▶ _What to work on_:
1. Answer these questions from the letters about local votes:
(a) What does the South Portland letter ask voters to vote "yes" for?
(b) Which accounting firm validated the Saco cost savings?
(c) On what date will Saco voters decide on the withdrawal?
2. Put this sentence from the letters about local votes into Spanish: "The new facility will be a safer place for employees to work and for citizens to visit."
3. Extend the letters about the South Portland and Saco votes, picking up after the final line shown.

***** Provided passage

The city doesn’t have adequate space to properly store or care for the expensive equipment needed to maintain our beautiful city. The proposed facility will pay for itself in the long run, with the idea that the life of the equipment will be extended and therefore will not have to be replaced as often.

The new facility will be a safer place for employees to work and for citizens to visit. This is a need, not a want.

South Portland voters have always showed their support on needed projects in the past, and I am asking for their support now. Please vote “yes” for the new municipal services facility.

Russ Lunt

South Portland


Dissolving RSU 23 will aid Saco educators, taxpayers

On Nov. 5, Saco voters will have the last real opportunity to right a wrong that has negatively impacted our children’s education, our teachers and our taxpayers.

The Regional School Unit 23 Withdrawal Committee has negotiated an agreement that, if approved by the voters, will enable us to increase opportunities for our children and reduce cost for our taxpayers.

RSU supporters claim there will be no tax savings and that we will face greater expenses on our own. The fact is Saco stands to gain more than $5 million in cost savings and avoided tax increases in the next three years alone. The independent accounting firm Purdy Powers has validated these savings.

Imagine the relief we can provide to taxpayers and educators as well as the expanded programs we can make available to our children if these funds are used for other than protecting the status quo.

Some argue that our schools have improved because of the RSU. It’s not the RSU that has improved education; it’s the unflagging commitment of our school personnel who strive to provide the best possible learning experience each and every day.


Financially, we know that the RSU has cost us millions; educationally, programs have been reduced since joining the RSU; our professionals are not supported, from what they are telling us; 16 capital improvements completed in the RSU, one completed in Saco; $500,000 spent in the RSU, $10,000 spent in Saco. Where are the benefits that supporters cite?

Please join me on Nov. 5 in voting to end this failed experiment. Please vote “yes” for withdrawal!

**********
***** Recorded data

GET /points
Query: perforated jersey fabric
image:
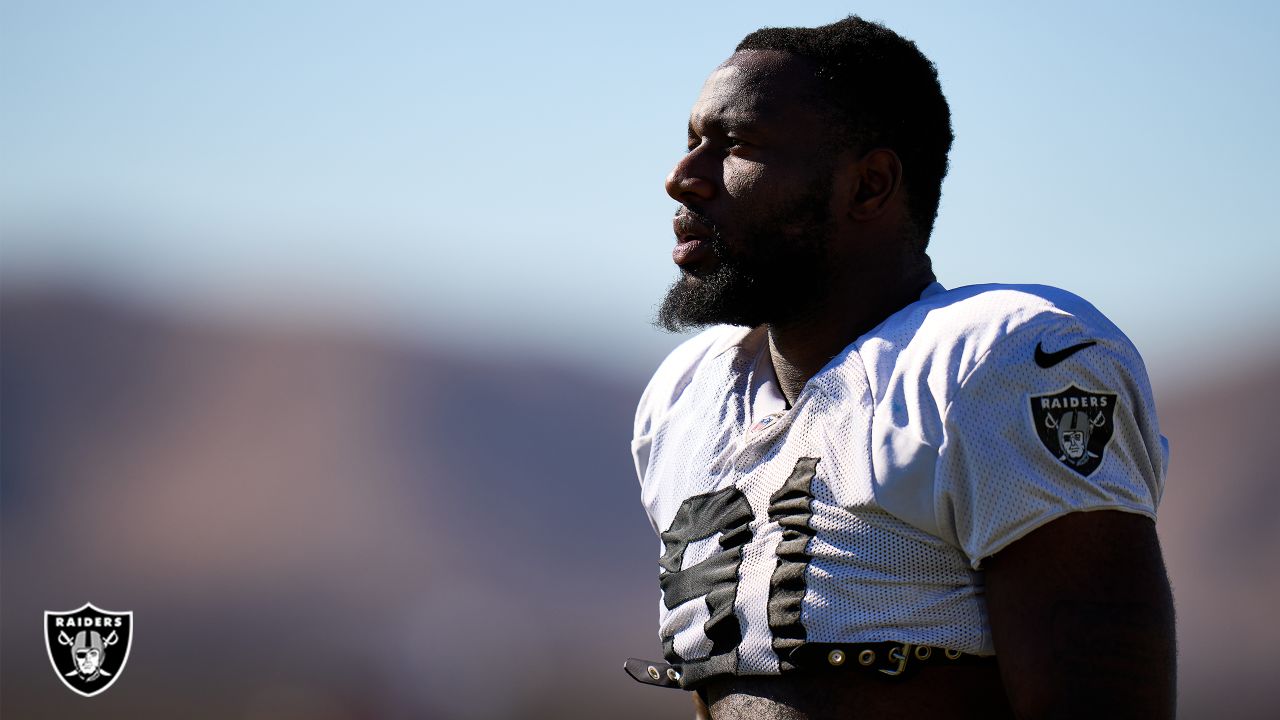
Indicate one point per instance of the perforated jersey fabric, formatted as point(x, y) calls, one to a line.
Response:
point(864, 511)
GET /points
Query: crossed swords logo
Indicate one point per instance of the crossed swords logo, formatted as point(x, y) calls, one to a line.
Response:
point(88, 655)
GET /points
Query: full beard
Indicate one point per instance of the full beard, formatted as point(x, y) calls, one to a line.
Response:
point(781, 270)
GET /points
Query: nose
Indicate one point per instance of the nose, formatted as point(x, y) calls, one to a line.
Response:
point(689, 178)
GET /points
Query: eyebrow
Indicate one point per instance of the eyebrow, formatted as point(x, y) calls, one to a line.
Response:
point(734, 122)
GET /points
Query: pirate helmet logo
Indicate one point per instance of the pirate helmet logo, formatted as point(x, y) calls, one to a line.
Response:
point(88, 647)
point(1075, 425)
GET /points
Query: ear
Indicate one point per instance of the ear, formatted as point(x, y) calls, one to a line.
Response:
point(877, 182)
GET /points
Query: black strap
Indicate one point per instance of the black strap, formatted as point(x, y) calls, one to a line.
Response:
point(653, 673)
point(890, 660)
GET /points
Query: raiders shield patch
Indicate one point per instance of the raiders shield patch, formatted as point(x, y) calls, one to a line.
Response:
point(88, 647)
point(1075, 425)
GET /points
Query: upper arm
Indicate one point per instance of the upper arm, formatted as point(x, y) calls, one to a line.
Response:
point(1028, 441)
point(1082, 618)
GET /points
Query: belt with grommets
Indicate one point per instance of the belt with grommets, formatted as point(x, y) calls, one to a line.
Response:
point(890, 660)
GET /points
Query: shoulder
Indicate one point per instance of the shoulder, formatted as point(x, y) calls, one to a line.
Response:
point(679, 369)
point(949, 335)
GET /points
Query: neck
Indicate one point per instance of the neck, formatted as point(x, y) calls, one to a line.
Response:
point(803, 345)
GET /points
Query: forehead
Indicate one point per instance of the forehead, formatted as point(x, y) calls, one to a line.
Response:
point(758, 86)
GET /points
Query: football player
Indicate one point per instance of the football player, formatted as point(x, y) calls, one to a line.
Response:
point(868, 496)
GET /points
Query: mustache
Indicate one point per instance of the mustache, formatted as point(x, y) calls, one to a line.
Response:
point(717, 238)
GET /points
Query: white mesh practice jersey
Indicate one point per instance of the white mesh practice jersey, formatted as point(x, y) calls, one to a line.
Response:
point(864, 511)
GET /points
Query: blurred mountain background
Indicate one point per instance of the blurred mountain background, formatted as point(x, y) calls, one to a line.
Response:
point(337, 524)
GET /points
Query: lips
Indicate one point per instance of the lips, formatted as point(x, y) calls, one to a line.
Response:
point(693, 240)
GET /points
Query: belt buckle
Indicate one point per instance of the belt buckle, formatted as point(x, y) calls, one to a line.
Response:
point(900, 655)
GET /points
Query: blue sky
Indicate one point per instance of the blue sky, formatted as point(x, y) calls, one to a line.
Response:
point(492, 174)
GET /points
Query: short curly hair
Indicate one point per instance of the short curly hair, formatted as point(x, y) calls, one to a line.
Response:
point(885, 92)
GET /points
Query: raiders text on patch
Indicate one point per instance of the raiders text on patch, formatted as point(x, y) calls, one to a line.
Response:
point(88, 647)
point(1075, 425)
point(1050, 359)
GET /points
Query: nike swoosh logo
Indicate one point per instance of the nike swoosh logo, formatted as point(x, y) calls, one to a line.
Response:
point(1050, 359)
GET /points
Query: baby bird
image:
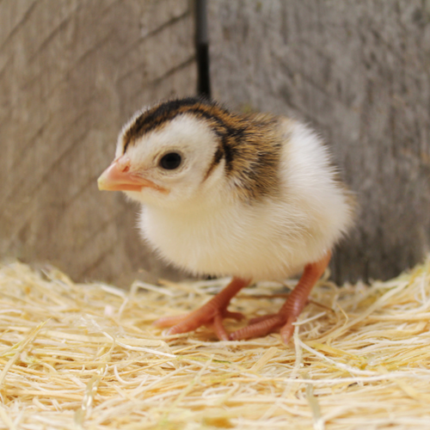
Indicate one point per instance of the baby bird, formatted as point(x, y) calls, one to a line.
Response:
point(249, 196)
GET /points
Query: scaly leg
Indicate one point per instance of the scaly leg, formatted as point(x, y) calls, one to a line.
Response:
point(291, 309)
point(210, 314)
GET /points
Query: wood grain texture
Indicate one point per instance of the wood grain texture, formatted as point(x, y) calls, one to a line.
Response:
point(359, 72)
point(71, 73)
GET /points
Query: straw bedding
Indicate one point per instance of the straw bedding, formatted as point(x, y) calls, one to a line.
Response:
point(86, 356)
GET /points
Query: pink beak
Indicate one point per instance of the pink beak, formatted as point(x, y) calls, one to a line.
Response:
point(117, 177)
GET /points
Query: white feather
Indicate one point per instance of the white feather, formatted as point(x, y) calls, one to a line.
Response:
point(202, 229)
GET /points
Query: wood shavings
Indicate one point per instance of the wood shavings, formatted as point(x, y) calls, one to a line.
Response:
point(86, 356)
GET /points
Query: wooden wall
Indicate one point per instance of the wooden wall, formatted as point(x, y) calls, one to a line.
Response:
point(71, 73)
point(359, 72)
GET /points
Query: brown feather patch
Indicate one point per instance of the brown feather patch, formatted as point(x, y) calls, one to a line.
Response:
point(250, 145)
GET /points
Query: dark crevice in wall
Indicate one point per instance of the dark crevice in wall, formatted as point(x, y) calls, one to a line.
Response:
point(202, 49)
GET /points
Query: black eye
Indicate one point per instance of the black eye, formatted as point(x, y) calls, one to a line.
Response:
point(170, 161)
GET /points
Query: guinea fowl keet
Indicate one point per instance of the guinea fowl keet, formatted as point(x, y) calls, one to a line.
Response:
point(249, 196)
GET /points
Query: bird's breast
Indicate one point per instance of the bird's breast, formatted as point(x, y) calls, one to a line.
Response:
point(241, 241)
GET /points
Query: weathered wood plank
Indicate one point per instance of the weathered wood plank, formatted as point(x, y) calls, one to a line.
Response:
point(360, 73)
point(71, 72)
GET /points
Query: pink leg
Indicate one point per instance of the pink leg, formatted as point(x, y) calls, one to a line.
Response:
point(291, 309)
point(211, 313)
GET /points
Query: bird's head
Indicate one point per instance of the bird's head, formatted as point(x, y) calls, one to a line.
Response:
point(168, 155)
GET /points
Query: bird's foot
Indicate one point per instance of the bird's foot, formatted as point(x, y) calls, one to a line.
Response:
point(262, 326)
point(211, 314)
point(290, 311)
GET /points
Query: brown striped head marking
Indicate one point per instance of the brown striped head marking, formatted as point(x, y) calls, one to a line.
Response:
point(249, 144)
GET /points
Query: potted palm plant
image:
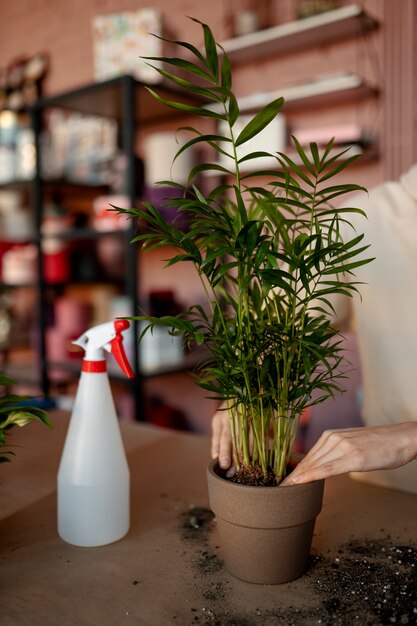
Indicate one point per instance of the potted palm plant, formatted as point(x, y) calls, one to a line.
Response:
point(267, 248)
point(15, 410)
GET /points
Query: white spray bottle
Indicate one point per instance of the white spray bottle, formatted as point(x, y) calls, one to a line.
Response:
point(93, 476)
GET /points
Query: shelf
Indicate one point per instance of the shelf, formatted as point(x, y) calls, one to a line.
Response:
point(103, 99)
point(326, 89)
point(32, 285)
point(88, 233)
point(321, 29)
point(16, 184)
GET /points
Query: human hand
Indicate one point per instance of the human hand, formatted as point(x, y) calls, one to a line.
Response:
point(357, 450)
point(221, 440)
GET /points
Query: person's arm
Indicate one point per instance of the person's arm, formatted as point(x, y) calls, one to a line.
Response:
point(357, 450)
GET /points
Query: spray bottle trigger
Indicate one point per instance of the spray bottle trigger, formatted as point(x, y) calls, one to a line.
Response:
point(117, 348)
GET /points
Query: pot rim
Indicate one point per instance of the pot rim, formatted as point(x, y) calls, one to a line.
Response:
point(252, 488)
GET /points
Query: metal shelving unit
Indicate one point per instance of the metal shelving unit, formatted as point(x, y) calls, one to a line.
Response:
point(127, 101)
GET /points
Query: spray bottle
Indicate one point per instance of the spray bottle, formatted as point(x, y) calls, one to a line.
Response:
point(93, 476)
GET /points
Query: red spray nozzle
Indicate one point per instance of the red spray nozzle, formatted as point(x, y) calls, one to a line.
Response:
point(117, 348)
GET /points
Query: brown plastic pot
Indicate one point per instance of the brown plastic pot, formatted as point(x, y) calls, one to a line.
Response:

**********

▶ _Written answers_:
1.
(a) The new municipal services facility.
(b) Purdy Powers.
(c) Nov. 5.

2. La nueva instalación será un lugar más seguro para que trabajen los empleados y para que la visiten los ciudadanos.

3.
Ron Michaud

RSU 23 board member

Withdrawal Committee member



Keeping RSU 23 together helps disadvantaged kids

On Saco’s upcoming vote on whether to withdraw from Regional School Union 23:

While opposing sides bicker over money or some illusion of control, I’ve joined the fray on the side of keeping our RSU together for the sake of disadvantaged children who have limited opportunities to pay for college.

For students from poor families not exceptional enough to get a scholarship, their only option may be taking out oppressive student loans for college. But there is another option: Many of Maine’s best employers offer tuition reimbursement programs for their employees to complete college.

I once had a job screening resumes for entry-level jobs for one such employer. The resumes that contained extracurricular activities or advanced courses during high school that gave recent graduates job skills that we needed always drew attention first.

Saco’s Thornton Academy offers top-notch sports programs and impressive performing arts programs, and their SAT scores are noteworthy. If you are exceptional, TA is one of the best places to acquire a college scholarship in those areas. But RSU 23 partner Old Orchard Beach High School offers robotics, Advanced Placement biology and a hospitality academy.


If we stop our bickering and preserve our school union, students from Saco and Old Orchard Beach would be given the choice to participate in each other’s programs, giving them the best opportunity for a scholarship or an entry-level job with an employer offering tuition assistance.

Both high schools are just a few miles from each other, so we could simply bus students between our two facilities the same way we currently bus students to the Biddeford Regional Center of Technology.

So, for the sake of educational diversity and helping disadvantaged students get to college, I hope Saco residents will vote “no” on this proposal.